— Input data —
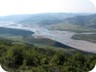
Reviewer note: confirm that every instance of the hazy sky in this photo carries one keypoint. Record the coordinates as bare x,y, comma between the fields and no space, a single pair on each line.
8,7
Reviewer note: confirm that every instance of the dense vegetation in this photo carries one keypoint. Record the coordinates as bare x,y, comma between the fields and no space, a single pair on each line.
29,58
86,37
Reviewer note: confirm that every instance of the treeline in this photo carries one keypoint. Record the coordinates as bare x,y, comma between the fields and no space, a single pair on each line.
29,58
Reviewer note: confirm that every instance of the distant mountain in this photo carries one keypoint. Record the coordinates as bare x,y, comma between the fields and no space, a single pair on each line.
76,22
41,19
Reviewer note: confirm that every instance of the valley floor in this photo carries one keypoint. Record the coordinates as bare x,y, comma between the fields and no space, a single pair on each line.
63,37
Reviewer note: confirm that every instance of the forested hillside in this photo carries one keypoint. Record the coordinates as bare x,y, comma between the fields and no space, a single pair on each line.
29,58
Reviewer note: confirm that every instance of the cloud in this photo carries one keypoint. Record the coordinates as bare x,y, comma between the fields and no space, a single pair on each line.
8,7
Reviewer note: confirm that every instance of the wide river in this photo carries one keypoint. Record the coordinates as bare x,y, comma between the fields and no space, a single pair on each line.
63,37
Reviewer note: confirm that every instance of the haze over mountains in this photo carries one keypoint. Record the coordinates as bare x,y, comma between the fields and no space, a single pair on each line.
44,19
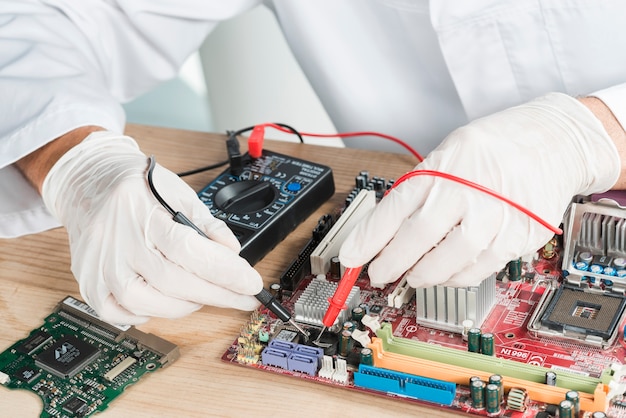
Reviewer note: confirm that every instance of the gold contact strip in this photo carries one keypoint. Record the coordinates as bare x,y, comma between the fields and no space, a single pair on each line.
460,375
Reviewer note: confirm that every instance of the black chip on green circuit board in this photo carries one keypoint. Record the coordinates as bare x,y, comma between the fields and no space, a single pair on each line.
67,356
75,406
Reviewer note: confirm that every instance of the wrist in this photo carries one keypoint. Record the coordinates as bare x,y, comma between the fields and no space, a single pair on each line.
615,131
36,165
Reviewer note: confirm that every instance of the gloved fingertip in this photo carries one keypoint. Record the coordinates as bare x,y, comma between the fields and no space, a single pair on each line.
379,277
246,303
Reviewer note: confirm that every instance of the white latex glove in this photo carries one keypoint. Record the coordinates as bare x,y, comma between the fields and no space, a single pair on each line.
131,260
539,155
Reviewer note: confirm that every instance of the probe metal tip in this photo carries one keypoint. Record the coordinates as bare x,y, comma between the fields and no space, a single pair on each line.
296,326
317,340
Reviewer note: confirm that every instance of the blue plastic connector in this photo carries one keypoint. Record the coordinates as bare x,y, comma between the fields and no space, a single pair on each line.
403,384
293,357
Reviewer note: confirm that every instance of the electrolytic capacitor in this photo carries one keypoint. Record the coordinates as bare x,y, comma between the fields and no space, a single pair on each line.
345,342
349,325
477,392
357,315
619,263
473,340
360,182
496,379
366,356
585,256
514,269
550,378
335,267
574,398
492,400
487,344
566,409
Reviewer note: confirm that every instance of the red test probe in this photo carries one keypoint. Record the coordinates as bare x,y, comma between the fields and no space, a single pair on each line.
337,303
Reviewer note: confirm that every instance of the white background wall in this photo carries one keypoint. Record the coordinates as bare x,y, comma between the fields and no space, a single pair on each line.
244,74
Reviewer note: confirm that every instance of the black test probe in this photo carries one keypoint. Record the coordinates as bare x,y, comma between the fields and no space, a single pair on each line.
265,297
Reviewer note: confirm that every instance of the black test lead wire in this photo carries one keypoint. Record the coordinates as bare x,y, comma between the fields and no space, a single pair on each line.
265,297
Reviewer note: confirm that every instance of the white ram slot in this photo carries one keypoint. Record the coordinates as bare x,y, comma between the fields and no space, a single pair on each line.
329,247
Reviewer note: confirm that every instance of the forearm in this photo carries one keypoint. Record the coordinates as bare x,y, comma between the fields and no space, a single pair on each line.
36,165
615,131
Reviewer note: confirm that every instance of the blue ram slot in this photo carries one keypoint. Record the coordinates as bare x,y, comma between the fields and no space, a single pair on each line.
404,384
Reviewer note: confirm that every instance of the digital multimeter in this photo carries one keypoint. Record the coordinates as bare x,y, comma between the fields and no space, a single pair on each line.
266,201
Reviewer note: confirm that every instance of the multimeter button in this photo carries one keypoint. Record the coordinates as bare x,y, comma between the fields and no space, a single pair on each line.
294,187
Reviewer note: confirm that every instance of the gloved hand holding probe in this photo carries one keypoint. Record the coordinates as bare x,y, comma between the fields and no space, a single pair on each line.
539,155
132,261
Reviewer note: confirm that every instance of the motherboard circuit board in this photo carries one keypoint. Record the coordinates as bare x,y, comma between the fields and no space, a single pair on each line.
535,339
77,364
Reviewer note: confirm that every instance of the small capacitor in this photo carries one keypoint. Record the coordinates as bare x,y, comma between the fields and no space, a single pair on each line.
477,392
514,269
581,265
492,400
349,325
467,325
335,267
367,357
360,182
473,340
609,271
496,379
566,409
487,344
585,256
596,268
619,263
357,315
275,290
574,398
550,378
345,342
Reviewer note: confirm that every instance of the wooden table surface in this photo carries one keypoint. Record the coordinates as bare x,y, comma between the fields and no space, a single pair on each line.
35,275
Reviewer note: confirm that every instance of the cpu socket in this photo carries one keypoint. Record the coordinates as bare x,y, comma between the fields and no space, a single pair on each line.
587,317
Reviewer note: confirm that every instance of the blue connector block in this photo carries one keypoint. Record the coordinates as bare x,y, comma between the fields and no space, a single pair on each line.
283,345
304,364
273,357
293,357
309,351
403,384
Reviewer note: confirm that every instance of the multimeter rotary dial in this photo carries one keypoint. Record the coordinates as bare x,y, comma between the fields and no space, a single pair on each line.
245,196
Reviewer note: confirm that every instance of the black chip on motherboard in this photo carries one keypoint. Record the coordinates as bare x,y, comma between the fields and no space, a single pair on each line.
34,342
27,374
75,406
67,356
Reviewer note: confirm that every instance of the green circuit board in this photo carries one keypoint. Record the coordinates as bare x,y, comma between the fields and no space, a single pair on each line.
78,364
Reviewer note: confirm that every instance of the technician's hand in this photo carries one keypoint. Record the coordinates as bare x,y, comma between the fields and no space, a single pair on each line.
539,155
131,260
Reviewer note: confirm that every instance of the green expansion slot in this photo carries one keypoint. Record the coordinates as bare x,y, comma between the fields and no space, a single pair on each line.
78,364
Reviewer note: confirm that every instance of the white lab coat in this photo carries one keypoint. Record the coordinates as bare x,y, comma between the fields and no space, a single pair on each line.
404,67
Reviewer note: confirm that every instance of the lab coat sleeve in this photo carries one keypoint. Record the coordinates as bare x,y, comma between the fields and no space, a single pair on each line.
615,98
67,63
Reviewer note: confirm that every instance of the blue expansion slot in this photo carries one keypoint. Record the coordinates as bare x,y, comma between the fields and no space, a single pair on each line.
403,384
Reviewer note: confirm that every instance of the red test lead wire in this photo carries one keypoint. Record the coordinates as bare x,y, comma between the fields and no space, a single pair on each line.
337,303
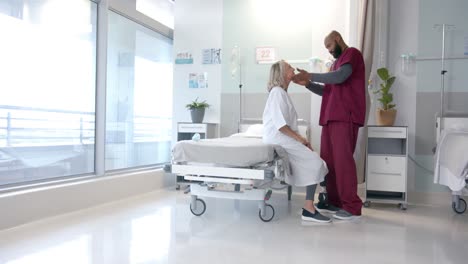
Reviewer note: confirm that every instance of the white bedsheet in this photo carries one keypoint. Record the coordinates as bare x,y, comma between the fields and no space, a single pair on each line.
237,151
452,159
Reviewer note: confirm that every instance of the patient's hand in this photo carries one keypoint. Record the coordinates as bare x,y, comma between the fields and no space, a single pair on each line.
309,146
302,78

— Work required —
Begin at the line containing "Reviewer note: confirm that every instance of the red test lead" and extract every line through the end of the records, inclusive, exactly and only; omit pictures.

— Exercise output —
Reviewer note: confirm that every instance of the red test lead wire in this photo carries one keypoint. Record the coordinates as bare x,y, comma between the fields and no space, a single pair on each line.
337,303
Reviewer note: confirm that every instance of the white bedsheet in this photo carries one keypoint. Record the coordinates as bare x,y, comma between the fields and no space, a single pair on each line.
237,151
452,159
Reviewer note: confirm that every instance of the patient's hand in this photo carries one keypoint. Record the coordinates as bare x,y, comma between the fields and no space, a single pair on each line.
309,146
302,78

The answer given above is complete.